Count the lines in the listing below that contain the string "Target", treating uppercase and lowercase letters as distinct. State only the number.

Available records.
[Start]

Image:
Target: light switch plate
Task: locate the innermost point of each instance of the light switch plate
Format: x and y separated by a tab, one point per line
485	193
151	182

[End]
[Start]

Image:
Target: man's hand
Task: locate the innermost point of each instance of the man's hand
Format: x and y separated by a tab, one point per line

[End]

Result for this task.
2